*What the exercise asks*. Nothing outside the range is wanted. Repeat exactly the lines below from the one with "Target: tree" through the one with "Target: arched window".

*Given data*.
----------------

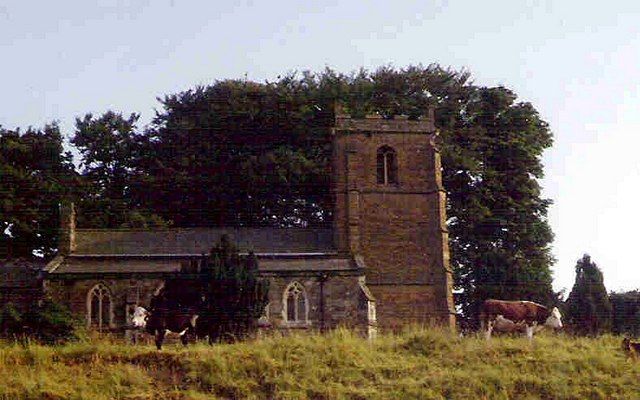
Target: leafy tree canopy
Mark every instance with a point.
(36, 174)
(589, 310)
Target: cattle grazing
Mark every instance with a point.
(523, 315)
(632, 348)
(501, 324)
(137, 324)
(161, 321)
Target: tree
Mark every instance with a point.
(589, 310)
(244, 153)
(626, 312)
(110, 147)
(240, 153)
(235, 294)
(223, 288)
(37, 176)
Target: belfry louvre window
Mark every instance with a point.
(387, 166)
(99, 307)
(295, 303)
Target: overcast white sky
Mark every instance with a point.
(578, 62)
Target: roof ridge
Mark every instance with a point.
(196, 228)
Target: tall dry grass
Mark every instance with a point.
(420, 363)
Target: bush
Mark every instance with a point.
(48, 322)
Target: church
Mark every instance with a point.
(384, 263)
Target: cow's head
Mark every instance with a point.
(555, 319)
(139, 317)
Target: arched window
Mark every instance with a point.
(387, 166)
(99, 307)
(296, 305)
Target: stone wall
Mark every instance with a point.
(124, 292)
(331, 300)
(398, 229)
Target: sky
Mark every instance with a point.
(577, 62)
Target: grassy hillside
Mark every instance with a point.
(417, 364)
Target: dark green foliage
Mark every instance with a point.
(47, 322)
(238, 153)
(110, 147)
(243, 153)
(626, 312)
(589, 310)
(224, 289)
(236, 295)
(35, 175)
(11, 322)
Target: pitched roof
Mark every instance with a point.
(194, 241)
(20, 273)
(161, 265)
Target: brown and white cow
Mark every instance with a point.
(527, 314)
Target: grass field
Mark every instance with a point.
(420, 364)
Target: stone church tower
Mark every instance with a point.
(390, 214)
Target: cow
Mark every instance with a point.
(137, 324)
(632, 348)
(526, 315)
(162, 321)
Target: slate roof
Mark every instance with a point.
(165, 251)
(20, 273)
(159, 265)
(199, 240)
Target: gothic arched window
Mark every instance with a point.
(387, 166)
(99, 307)
(296, 305)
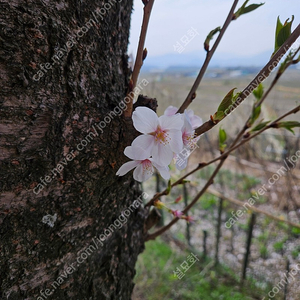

----------------

*Answer*.
Target: tree
Mark every instance with a point.
(589, 310)
(244, 153)
(626, 312)
(110, 147)
(240, 153)
(235, 294)
(223, 288)
(37, 176)
Target: belfry louvre window
Mark every instance with a point.
(387, 166)
(99, 307)
(295, 303)
Target: overcast white sky
Mark every instance with a point.
(578, 62)
Target: roof ridge
Mark every instance with a point.
(196, 228)
Target: tall dry grass
Mark every instance with a point.
(420, 363)
Target: bush
Mark every instance with a point.
(48, 322)
Target: church
Mark every instance with a point.
(384, 263)
Target: cow's head
Mark every instance with a point.
(555, 319)
(139, 317)
Target: arched window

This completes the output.